* Given exercise
Please switch "mountain" to "summit" in the stretch from the start of the items below through the line containing "pixel 33 17", and give that stretch back with nothing else changed and the pictures left out.

╔══

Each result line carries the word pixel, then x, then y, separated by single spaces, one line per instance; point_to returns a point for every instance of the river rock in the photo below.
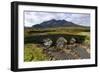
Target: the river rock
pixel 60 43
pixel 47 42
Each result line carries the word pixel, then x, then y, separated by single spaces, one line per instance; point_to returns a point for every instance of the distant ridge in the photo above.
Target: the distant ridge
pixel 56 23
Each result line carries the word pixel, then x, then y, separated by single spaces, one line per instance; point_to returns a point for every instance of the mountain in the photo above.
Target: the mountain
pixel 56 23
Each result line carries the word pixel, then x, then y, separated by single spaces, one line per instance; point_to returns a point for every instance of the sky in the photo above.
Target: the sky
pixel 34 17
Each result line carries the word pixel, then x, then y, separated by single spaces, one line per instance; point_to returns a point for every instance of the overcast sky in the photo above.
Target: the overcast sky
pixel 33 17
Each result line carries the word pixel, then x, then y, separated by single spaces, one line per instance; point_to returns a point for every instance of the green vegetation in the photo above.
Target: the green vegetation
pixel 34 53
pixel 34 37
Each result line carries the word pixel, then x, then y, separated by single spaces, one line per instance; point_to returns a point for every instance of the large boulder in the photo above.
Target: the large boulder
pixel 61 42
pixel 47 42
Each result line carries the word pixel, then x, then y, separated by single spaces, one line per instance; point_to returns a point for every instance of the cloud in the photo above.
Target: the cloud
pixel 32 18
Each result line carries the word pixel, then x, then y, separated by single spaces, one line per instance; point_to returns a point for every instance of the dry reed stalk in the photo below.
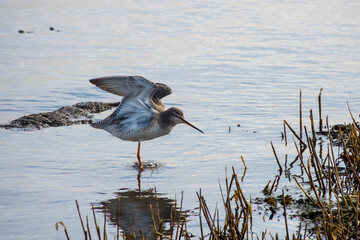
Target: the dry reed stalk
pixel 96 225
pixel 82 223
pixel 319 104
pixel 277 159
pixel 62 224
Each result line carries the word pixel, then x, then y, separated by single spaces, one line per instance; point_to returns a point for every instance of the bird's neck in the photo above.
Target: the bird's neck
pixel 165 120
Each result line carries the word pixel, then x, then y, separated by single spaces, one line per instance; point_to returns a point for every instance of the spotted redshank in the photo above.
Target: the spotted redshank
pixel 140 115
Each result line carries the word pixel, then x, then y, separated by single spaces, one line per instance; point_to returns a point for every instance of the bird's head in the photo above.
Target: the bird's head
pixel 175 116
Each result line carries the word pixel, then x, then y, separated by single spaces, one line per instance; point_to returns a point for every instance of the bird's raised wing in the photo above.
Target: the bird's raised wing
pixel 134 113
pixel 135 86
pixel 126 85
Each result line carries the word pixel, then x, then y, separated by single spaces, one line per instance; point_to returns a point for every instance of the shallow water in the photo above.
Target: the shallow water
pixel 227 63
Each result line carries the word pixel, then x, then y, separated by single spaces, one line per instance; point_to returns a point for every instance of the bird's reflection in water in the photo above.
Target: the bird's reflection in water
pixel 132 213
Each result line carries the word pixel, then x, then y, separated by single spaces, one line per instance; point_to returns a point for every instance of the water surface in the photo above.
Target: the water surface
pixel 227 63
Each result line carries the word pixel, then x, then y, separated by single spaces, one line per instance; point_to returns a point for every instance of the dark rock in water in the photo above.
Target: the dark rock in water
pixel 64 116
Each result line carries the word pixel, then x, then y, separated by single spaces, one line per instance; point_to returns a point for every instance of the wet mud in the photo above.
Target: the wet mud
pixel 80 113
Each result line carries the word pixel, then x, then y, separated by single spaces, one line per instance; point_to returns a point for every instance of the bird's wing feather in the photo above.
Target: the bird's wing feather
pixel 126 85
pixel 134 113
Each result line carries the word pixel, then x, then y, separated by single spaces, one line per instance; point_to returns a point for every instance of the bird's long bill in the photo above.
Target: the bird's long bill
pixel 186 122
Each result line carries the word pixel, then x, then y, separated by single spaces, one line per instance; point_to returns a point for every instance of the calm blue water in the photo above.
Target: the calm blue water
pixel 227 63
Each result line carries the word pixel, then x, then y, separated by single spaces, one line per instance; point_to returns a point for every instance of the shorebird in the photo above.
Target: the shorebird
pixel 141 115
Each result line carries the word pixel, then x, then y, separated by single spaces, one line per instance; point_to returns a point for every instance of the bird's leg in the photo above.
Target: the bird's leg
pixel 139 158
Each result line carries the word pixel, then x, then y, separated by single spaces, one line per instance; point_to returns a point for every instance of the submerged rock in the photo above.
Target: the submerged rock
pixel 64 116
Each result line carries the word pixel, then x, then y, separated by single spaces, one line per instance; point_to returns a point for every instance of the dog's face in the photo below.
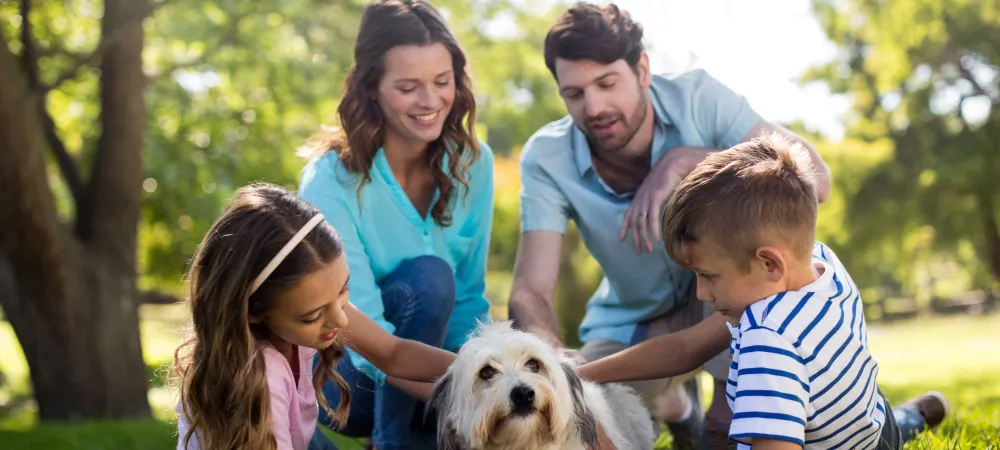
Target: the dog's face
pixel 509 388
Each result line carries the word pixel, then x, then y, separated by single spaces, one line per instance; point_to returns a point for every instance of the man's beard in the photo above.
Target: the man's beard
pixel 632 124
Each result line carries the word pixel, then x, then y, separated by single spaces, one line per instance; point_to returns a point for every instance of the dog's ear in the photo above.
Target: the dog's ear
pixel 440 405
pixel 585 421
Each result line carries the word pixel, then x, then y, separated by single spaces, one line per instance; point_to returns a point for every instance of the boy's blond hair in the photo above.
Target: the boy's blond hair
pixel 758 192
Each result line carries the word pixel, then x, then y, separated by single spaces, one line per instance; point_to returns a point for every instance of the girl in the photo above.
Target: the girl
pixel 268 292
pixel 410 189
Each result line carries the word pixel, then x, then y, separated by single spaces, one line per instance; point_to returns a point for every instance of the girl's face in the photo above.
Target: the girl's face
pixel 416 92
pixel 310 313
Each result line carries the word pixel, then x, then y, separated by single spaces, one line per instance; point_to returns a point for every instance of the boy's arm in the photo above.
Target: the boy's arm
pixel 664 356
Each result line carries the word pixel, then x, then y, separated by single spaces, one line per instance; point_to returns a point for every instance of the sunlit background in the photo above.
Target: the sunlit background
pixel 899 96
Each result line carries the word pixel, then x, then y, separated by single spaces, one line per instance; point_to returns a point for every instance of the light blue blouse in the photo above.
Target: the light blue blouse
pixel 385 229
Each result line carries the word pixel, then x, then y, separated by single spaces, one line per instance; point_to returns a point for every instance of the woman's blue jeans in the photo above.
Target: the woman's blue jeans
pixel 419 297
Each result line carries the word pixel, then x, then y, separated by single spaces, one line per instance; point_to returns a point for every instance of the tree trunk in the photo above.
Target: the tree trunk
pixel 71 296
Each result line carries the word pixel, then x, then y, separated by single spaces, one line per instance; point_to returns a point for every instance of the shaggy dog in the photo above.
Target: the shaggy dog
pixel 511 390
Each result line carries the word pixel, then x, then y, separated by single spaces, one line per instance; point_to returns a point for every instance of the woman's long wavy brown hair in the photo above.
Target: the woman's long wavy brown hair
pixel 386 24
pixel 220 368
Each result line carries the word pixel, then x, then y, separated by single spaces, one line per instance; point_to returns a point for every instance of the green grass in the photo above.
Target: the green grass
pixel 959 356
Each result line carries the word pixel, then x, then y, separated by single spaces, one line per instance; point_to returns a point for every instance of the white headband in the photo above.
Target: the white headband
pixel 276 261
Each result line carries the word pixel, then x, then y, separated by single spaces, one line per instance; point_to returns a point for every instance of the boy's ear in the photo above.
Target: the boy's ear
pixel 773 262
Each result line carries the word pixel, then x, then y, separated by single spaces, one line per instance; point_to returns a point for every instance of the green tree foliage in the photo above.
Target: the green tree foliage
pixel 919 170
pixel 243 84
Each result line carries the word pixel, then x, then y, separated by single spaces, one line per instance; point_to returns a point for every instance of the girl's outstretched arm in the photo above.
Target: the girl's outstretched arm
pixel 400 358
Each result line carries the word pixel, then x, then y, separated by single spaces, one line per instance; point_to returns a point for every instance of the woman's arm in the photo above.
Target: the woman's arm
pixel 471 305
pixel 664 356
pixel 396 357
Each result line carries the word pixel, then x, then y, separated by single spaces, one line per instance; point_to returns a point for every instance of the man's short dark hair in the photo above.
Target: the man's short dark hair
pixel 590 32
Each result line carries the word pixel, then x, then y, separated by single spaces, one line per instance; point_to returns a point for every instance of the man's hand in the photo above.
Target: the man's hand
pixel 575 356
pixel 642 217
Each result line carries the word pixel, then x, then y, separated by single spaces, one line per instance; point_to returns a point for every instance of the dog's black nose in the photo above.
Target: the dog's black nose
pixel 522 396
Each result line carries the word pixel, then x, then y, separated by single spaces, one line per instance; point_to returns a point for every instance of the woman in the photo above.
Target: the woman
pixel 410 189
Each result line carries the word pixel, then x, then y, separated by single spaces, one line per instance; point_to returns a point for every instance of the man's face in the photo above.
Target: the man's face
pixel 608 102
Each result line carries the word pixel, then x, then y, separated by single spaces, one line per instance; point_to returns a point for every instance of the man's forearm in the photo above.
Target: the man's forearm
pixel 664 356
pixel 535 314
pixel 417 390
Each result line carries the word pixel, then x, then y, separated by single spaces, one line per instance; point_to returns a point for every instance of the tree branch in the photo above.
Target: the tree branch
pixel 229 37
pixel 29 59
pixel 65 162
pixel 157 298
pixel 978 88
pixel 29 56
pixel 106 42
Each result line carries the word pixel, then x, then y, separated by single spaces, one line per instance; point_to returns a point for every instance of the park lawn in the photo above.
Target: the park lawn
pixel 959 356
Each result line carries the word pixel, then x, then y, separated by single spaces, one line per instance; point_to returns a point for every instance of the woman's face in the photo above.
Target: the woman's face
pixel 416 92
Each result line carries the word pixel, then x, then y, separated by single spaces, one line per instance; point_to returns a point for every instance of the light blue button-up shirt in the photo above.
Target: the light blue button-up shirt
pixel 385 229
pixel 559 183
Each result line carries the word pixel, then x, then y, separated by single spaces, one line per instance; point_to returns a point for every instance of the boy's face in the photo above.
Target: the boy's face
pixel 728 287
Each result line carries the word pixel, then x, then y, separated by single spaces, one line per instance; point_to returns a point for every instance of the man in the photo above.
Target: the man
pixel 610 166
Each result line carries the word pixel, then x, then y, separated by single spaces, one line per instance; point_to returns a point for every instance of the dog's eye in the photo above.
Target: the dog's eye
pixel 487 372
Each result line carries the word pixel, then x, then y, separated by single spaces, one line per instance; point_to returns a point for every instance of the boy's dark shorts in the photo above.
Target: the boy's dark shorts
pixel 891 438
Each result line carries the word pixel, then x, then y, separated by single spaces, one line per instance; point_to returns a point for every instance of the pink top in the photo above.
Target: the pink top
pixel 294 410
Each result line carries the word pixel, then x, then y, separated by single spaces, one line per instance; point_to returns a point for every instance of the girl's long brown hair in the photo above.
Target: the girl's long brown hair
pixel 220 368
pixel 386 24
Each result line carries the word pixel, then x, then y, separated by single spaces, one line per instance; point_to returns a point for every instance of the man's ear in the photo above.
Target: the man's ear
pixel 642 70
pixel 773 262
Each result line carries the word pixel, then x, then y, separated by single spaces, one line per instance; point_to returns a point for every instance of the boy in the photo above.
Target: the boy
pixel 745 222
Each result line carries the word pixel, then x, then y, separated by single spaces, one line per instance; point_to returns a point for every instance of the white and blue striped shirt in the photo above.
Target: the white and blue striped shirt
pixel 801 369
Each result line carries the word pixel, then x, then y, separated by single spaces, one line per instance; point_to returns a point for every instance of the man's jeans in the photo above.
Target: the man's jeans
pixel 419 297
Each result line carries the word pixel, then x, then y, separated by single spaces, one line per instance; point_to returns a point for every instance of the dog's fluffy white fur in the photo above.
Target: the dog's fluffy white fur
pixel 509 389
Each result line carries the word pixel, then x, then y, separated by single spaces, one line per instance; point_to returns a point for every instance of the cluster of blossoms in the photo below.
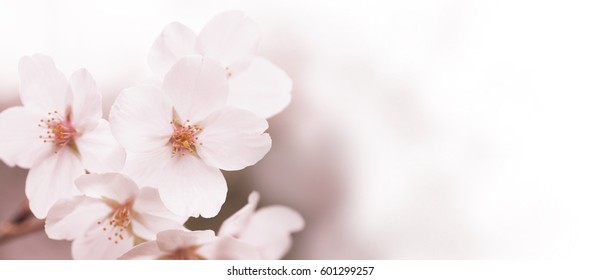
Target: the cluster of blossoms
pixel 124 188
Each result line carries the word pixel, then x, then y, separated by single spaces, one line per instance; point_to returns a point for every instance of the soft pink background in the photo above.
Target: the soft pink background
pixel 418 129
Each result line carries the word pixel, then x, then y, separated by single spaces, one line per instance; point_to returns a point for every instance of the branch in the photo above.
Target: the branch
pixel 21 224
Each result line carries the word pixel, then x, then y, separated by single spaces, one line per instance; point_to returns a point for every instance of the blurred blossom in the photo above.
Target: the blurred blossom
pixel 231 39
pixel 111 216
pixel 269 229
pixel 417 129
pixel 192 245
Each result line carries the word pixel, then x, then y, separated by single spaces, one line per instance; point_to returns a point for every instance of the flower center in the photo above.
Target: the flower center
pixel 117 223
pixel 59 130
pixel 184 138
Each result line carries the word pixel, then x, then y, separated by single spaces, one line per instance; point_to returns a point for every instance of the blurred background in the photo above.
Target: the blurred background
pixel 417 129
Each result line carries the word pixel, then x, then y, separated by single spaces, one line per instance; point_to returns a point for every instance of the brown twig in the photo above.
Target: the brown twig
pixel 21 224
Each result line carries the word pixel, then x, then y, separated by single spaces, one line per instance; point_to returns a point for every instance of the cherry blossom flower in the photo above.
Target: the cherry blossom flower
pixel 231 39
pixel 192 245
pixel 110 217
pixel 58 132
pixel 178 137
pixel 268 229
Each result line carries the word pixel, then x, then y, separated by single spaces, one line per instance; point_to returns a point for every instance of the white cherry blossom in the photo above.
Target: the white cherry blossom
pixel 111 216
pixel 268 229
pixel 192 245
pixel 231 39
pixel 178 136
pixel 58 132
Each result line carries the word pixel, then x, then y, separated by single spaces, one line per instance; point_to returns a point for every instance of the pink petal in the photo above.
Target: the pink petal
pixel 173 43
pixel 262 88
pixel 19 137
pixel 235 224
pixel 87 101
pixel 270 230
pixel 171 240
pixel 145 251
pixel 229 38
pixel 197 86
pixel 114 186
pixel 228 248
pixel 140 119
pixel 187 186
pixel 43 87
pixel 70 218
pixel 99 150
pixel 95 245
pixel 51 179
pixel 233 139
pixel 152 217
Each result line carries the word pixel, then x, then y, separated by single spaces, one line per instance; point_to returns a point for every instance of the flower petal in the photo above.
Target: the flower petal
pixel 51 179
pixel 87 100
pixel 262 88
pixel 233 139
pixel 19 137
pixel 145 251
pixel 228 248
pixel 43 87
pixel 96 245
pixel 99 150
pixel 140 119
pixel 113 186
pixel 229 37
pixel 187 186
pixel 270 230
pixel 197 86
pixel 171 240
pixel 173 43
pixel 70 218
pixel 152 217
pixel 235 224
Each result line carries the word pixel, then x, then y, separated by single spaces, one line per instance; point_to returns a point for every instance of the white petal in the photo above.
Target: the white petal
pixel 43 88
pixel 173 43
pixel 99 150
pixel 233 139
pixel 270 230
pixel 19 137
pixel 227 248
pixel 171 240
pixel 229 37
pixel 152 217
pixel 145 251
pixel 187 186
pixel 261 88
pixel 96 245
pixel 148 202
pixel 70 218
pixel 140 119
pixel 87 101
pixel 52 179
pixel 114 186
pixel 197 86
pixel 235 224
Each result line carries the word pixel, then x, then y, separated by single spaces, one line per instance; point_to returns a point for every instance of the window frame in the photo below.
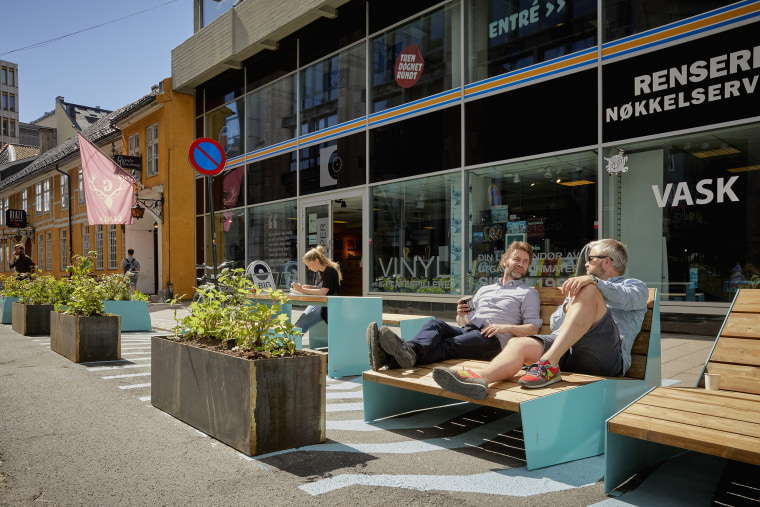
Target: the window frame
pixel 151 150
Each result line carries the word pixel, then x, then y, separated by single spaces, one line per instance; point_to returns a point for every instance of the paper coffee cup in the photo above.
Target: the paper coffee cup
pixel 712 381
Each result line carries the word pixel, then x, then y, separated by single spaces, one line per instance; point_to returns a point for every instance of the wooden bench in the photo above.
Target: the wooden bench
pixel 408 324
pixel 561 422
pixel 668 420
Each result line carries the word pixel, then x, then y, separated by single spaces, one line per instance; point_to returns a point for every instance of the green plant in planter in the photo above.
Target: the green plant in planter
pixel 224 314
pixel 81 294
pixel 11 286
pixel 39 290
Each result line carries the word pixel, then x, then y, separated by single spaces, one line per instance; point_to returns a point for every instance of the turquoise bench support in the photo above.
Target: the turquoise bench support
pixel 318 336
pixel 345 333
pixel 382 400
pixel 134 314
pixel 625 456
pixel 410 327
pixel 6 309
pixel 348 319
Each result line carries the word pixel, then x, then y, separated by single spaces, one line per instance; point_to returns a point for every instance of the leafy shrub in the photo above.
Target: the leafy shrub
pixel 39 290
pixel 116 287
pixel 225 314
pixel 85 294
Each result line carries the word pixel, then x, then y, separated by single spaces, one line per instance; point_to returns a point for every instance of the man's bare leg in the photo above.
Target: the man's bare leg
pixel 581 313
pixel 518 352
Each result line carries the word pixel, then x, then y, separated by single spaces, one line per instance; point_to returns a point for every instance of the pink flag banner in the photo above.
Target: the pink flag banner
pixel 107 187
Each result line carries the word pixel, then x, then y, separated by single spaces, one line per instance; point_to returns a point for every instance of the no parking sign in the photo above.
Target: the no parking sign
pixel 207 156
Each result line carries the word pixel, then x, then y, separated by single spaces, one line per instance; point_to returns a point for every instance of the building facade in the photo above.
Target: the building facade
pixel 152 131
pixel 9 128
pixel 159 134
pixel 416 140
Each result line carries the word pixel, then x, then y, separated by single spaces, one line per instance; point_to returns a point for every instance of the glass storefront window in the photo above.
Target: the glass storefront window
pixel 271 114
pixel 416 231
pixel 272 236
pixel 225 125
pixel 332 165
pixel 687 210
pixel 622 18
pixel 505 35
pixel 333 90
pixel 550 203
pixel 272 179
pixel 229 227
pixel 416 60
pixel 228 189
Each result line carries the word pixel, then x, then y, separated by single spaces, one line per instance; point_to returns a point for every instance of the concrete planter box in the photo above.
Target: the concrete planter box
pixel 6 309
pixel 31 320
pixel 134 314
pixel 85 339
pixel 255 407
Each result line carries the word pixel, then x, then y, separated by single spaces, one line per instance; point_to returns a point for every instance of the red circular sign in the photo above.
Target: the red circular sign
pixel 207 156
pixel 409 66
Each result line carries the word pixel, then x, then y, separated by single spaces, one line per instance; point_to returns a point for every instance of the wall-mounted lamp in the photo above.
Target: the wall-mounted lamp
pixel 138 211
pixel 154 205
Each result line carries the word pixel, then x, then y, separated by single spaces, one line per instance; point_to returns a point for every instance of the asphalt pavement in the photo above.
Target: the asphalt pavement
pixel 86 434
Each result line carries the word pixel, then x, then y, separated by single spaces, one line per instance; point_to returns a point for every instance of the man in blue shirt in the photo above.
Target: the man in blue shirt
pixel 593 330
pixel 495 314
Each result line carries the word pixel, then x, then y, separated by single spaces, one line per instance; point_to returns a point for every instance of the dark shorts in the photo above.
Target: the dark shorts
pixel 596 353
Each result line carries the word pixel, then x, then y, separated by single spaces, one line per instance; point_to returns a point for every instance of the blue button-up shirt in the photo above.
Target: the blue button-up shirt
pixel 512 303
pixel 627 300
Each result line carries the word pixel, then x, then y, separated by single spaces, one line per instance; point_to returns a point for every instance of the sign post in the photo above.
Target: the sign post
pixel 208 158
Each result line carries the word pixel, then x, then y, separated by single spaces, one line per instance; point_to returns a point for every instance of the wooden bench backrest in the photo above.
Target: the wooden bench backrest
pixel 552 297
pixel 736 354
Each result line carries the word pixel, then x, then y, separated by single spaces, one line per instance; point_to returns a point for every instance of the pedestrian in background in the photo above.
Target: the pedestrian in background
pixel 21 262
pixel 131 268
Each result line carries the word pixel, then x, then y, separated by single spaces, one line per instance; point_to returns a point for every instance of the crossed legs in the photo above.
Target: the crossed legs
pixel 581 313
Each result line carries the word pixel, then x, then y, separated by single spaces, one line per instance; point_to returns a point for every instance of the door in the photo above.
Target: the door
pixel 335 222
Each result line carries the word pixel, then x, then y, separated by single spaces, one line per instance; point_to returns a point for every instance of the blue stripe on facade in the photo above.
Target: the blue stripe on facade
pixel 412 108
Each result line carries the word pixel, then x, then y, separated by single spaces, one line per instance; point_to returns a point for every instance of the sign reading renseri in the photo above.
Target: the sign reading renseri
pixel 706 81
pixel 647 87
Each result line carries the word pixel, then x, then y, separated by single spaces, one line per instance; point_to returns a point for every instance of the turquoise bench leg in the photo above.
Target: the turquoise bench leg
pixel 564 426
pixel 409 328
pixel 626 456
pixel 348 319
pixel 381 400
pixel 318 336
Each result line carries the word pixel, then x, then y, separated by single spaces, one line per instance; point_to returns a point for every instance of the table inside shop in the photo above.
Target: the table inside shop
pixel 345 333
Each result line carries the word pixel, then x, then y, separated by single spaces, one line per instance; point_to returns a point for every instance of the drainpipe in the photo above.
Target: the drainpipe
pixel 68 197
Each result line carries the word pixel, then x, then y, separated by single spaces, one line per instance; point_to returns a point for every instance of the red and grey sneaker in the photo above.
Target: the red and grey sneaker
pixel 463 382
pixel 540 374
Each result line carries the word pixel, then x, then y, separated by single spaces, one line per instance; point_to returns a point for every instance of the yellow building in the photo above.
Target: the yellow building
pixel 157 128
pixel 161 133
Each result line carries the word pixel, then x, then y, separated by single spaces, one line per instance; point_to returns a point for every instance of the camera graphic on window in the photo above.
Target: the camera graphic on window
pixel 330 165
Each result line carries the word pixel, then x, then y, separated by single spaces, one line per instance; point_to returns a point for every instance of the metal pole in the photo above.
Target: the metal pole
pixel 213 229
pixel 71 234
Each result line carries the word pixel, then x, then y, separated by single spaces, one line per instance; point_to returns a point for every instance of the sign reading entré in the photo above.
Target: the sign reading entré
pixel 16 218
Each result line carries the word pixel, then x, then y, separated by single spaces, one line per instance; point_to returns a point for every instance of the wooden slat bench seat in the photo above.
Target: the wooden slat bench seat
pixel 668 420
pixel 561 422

╚══

* The completed task
Each result line carries the word pixel, then x, then y, separated by single spaces, one line per instance; point_to returns a point for every instance of the river rock in the photo below.
Target: the river rock
pixel 60 43
pixel 47 42
Each result line carries the word pixel, then x, then y, separated by single spaces, one line per instance; point_to returns a point for every instance of the distant ridge in the photo above.
Target: the distant ridge
pixel 56 23
Each result line carries the word pixel, then x, then y, separated by single spaces, one line per instance; point_to returns a point for every instance of the summit in the photo above.
Target: the summit
pixel 56 23
Each result line carries the word pixel, then x, then y, separated by single spaces, one line per instance; point_to returns a point for every instance of the sky in the photo above.
Target: the sky
pixel 34 17
Each result line carries the word pixel, then x, then y, separated by single spaces, one line per instance; point_to returns a point for every instance of the overcast sky in the photo above.
Target: the overcast sky
pixel 33 17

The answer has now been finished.